## BEGIN DOCUMENT EXTRACT
That part is easy. If the speed of light is invariant then the formula for a light cone is invariant: $$-(c\Delta t)^2+ \Delta x^2+\Delta y^2 + \Delta z^2=0$$ in other words all frames agree that the same set of events defines a sphere expanding at ##c##. So that is where the minus sign comes from. It is immediately required for the second postulate.

From there it is a small jump to simply guess that maybe this holds for values other than ##0## on the right hand. Then we can derive all of the testable statements of SR and see if our guess is right.
 
  • #8
$$-(c\Delta t)^2+ \Delta x^2+\Delta y^2 + \Delta z^2=0$$, a sphere expanding at ##c##. is there some format error here? looks rather cryptical to me.
 
  • #9
HansH said:
How did Einstein himself start? I assume with the fact that the speed of light is constant for all observers. and that results in logical steps to come to the theory.
More or less. We understand the theory a lot better now, though, than Einstein did in 1905, and can fit it into the broader context of GR and other modern theories. So Einstein's way (which was supposed to convince experts in 19th century physics) isn't necessarily the best way to learn for a modern student.
 
  • #10
HansH said:
$$-(c\Delta t)^2+ \Delta x^2+\Delta y^2 + \Delta z^2=0$$ is there some format error here?
No. It's just the observation that for a light ray, the distance traveled divided by the time taken is ##c##. Use Pythagoras and rearrange to get the formula stated. It must then be invariant if the speed of light is invariant.
 
  • #11
HansH said:
$$-(c\Delta t)^2+ \Delta x^2+\Delta y^2 + \Delta z^2=0$$, a sphere expanding at ##c##. is there some format error here? looks rather cryptical to me.
## END DOCUMENT EXTRACT
*STATED TASK A:*
Answer these questions about the relativity discussion above:
(i) According to the opening paragraph, what formula is invariant if the speed of light is invariant?
(ii) In post #9, what year is given for Einstein's understanding of the theory?
(iii) In post #10, what does the reply say to use before rearranging to get the formula?
## BEGIN MATERIAL FOR THE TASK
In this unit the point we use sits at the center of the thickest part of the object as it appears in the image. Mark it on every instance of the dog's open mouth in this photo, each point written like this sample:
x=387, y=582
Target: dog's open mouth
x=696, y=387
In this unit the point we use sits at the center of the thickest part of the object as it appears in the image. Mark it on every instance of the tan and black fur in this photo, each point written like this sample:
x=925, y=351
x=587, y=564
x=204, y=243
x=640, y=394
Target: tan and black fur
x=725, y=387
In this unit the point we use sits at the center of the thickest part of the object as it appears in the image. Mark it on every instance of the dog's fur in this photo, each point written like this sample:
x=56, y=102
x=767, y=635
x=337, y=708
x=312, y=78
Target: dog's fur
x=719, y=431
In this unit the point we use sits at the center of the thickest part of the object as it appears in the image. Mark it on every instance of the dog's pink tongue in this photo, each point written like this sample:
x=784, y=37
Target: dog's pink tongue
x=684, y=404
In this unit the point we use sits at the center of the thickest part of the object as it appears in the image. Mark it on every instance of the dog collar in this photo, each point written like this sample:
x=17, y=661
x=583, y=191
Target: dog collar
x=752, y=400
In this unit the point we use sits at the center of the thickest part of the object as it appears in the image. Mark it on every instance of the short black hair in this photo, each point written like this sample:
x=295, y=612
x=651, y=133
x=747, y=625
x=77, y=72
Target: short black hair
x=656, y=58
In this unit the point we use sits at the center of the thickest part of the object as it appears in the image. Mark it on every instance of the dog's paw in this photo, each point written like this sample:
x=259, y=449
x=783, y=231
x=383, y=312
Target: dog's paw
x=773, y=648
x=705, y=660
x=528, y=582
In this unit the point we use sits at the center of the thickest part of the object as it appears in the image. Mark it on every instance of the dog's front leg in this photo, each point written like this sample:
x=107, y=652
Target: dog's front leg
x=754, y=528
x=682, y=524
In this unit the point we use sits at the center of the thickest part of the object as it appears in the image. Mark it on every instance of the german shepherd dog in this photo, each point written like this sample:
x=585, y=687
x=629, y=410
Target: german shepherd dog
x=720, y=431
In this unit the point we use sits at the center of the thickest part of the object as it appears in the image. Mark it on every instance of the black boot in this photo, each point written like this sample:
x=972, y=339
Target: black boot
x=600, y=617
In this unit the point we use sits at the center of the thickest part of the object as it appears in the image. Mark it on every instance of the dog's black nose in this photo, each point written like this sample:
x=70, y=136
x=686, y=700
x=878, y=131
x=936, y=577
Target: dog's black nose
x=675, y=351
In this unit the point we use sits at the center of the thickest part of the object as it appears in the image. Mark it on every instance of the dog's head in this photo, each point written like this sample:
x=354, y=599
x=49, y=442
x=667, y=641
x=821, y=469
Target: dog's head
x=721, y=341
## END MATERIAL FOR THE TASK
*STATED TASK B:* Duplicate the records word for word. Start with their first line and go on through the line with "x=656, y=58", including both of those lines.

*REPLY A:*
(i) The formula for a light cone.
(ii) 1905.
(iii) Pythagoras.

*REPLY B:*
In this unit the point we use sits at the center of the thickest part of the object as it appears in the image. Mark it on every instance of the dog's open mouth in this photo, each point written like this sample:
x=387, y=582
Target: dog's open mouth
x=696, y=387
In this unit the point we use sits at the center of the thickest part of the object as it appears in the image. Mark it on every instance of the tan and black fur in this photo, each point written like this sample:
x=925, y=351
x=587, y=564
x=204, y=243
x=640, y=394
Target: tan and black fur
x=725, y=387
In this unit the point we use sits at the center of the thickest part of the object as it appears in the image. Mark it on every instance of the dog's fur in this photo, each point written like this sample:
x=56, y=102
x=767, y=635
x=337, y=708
x=312, y=78
Target: dog's fur
x=719, y=431
In this unit the point we use sits at the center of the thickest part of the object as it appears in the image. Mark it on every instance of the dog's pink tongue in this photo, each point written like this sample:
x=784, y=37
Target: dog's pink tongue
x=684, y=404
In this unit the point we use sits at the center of the thickest part of the object as it appears in the image. Mark it on every instance of the dog collar in this photo, each point written like this sample:
x=17, y=661
x=583, y=191
Target: dog collar
x=752, y=400
In this unit the point we use sits at the center of the thickest part of the object as it appears in the image. Mark it on every instance of the short black hair in this photo, each point written like this sample:
x=295, y=612
x=651, y=133
x=747, y=625
x=77, y=72
Target: short black hair
x=656, y=58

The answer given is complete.